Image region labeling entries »
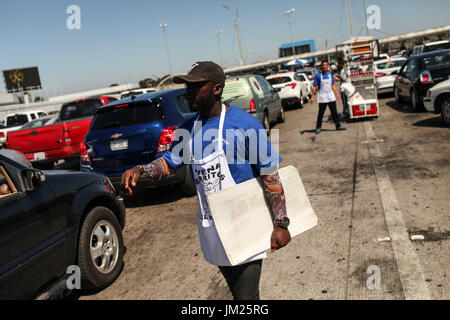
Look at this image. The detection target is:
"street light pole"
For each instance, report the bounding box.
[159,23,173,86]
[214,29,223,67]
[283,8,295,59]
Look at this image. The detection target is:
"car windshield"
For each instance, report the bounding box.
[376,60,406,70]
[422,52,450,69]
[90,101,164,131]
[267,77,292,85]
[61,99,102,121]
[6,114,28,127]
[423,42,450,52]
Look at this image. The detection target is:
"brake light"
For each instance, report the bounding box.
[63,126,72,142]
[420,71,433,83]
[285,82,297,89]
[157,126,178,152]
[80,141,91,162]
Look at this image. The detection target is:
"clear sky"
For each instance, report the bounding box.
[0,0,450,96]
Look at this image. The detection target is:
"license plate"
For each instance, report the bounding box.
[33,152,45,160]
[109,139,128,151]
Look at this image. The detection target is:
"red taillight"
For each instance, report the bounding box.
[80,141,91,162]
[286,82,297,89]
[157,126,178,152]
[420,71,433,83]
[63,126,72,142]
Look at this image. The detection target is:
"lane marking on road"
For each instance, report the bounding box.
[364,122,432,300]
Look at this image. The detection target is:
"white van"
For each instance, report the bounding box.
[0,110,47,147]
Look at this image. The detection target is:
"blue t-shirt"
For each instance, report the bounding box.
[313,72,336,90]
[162,106,282,184]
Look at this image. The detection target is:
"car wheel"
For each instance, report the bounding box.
[262,111,270,136]
[277,105,286,123]
[441,96,450,124]
[411,89,421,111]
[78,206,124,289]
[394,87,403,103]
[181,166,197,196]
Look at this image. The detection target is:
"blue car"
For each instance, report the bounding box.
[80,88,196,195]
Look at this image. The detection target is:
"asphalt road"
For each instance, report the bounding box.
[72,97,450,300]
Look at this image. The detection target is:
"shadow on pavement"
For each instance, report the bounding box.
[413,116,450,129]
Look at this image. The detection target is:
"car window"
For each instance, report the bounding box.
[61,99,102,121]
[422,53,450,69]
[6,114,28,127]
[176,94,193,114]
[267,77,292,85]
[89,101,164,131]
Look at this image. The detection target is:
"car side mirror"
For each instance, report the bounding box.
[21,169,45,191]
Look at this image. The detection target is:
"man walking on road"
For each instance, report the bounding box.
[122,61,291,300]
[310,61,345,134]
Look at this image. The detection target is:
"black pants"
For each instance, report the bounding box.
[219,260,262,300]
[316,101,341,128]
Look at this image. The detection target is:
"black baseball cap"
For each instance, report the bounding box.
[173,61,226,84]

The task » Recast the data above as a two-column CSV with the header row request,boxes. Write one row per request, putting its text and its answer each in a single quoted field with line breaks replaced by spaces, and omit the pictures.

Task solution »
request,boxes
"Look at this image. The detection target is: ""street light pole"" For each instance, report the bounding box.","[159,23,173,86] [214,29,223,67] [283,8,295,59]"
"Look at this image. The detection target is: ""car windshield"" For each instance, report the bounding box.","[376,60,406,70] [422,52,450,69] [90,101,164,131] [267,77,292,85] [61,99,102,121] [6,114,28,127] [423,42,450,52]"
"Look at this image. The detection target is: ""brake light"" For each instance, report the bounding box.","[63,126,72,142] [420,71,433,83] [285,82,297,89] [157,126,178,152] [80,141,91,162]"
"Look at this image. The detection target is: ""clear sky"" For each instance, report the bounding box.","[0,0,450,96]"
"Look at this image. The detection target is: ""license plate"" For each instance, report the bounding box.","[33,152,45,160] [109,139,128,151]"
"Look at this image. The detection target is: ""red taillight"" For each instance, report the bounding box.","[80,141,91,162] [286,82,297,89] [157,126,178,152] [420,71,433,83] [63,126,72,142]"
"Look at this image. The detection target is: ""lane marking on road"" For each instance, report the bounding box.","[364,122,432,300]"
"Look at this image. The detection target is: ""white van"" For each instance, report the bounding box.","[0,110,47,147]"
"Look at this image. The detection target is: ""blue t-shirt"" For each instance, report the bounding box.","[313,72,336,90] [162,106,282,184]"
"Look at this image. The detection target is: ""car wheel"" For each instance, report the bounding box.","[262,111,270,136] [277,105,286,123] [441,96,450,124] [411,89,421,111] [78,206,124,289] [394,87,403,103] [181,166,197,196]"
"Look at this image. The detection target is: ""blue car"" For each instance, report the bounding box.","[80,88,196,195]"
"Look at this image. The detection target is: ""asphalt road"" For each instance, report the bounding box.","[72,97,450,300]"
"Look at this image. The detection target is: ""shadow on pavement"" For each instance, report the bounding box.","[413,116,450,129]"
"Look at this image. The detection target is: ""car window"" For each instance, report the bounding box.","[61,99,102,121] [422,53,450,69] [6,114,28,127] [176,94,193,114] [267,77,292,85] [89,101,164,131]"
"Look at this image. The detection target is: ""car side mirror"" For each instance, report the bounding box.","[21,169,45,191]"
"Look at this image. The detection target is: ""man walking on road"" For each instance, report the bounding box.","[122,61,291,300] [310,61,345,134]"
"Look at this image. The detection target is: ""black pants"" For each instance, report the bounding box.","[219,260,262,300] [316,101,341,128]"
"Look at this image. The detection target is: ""black baseball cap"" For each instance, report the bounding box.","[173,61,226,84]"